[Natural-language object grounding data]
::::::::

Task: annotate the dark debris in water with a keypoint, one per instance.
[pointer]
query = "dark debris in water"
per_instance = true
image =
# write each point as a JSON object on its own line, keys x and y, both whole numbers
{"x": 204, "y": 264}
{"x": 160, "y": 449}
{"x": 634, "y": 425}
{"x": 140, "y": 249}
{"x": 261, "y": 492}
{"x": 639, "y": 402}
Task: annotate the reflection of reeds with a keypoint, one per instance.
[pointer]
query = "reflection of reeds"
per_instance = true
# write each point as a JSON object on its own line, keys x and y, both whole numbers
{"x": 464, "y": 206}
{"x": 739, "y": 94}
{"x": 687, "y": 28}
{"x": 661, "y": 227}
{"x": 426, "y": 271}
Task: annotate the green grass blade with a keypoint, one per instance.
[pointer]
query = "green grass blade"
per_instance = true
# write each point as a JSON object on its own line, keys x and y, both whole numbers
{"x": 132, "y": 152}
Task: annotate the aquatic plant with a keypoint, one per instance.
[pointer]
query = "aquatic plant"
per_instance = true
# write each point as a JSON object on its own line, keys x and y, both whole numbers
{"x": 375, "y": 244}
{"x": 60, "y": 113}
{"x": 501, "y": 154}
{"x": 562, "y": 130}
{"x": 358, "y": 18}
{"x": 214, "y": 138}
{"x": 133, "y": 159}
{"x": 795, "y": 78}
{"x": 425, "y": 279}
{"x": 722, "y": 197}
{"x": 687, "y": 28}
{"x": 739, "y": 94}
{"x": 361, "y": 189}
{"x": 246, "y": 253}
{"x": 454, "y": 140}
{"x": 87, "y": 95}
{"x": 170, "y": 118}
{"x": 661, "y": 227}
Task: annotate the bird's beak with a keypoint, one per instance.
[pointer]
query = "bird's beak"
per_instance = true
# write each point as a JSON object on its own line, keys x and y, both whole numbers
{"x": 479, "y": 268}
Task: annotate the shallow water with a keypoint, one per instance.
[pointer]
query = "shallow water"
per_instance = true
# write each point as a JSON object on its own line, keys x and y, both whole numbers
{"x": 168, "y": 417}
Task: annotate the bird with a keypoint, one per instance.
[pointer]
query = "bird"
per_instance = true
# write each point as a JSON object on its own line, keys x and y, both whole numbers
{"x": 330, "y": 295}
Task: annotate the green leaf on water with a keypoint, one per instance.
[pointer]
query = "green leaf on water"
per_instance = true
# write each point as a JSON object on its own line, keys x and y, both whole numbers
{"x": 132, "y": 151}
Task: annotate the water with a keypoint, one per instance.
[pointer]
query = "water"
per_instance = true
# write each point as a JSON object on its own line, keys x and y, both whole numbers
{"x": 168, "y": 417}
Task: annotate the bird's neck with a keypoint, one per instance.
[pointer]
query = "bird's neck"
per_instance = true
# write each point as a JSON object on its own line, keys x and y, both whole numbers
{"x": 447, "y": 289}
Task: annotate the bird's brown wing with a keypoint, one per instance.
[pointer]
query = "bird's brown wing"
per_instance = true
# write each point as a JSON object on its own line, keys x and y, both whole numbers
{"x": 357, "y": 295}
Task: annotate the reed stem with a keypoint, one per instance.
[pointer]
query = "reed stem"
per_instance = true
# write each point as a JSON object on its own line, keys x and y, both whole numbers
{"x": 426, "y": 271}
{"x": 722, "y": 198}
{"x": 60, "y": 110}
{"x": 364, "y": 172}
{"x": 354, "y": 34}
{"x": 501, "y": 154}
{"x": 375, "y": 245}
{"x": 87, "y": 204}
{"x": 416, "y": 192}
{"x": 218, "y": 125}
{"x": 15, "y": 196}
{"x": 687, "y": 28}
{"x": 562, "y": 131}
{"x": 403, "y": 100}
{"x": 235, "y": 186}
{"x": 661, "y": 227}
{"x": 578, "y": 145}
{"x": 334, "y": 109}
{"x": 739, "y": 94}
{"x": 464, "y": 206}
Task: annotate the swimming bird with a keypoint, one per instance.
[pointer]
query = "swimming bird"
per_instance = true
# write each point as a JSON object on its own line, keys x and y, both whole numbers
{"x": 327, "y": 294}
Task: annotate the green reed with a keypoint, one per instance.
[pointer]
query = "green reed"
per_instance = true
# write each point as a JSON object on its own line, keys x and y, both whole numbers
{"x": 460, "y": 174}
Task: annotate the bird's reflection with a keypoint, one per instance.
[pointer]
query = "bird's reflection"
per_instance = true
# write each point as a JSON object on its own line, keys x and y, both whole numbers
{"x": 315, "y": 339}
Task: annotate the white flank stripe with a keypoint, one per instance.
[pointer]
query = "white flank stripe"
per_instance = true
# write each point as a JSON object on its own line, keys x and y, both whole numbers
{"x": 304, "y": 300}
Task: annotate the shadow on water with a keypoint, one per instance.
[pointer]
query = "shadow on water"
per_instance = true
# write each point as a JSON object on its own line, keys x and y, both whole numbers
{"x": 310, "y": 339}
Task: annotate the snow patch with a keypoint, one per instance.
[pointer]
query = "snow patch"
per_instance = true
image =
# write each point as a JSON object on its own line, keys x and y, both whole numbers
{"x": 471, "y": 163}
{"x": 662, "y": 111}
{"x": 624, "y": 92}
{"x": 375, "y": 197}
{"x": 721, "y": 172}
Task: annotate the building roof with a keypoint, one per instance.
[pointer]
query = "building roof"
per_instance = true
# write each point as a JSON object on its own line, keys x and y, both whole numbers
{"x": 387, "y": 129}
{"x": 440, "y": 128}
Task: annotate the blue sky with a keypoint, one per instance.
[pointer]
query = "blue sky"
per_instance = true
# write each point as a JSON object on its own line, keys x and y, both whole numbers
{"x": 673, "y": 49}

::::::::

> **WHAT THE TASK REQUIRES**:
Work through the records line by line and tally those that include the word "beak". Give the number alone.

> **RESPONSE AREA**:
2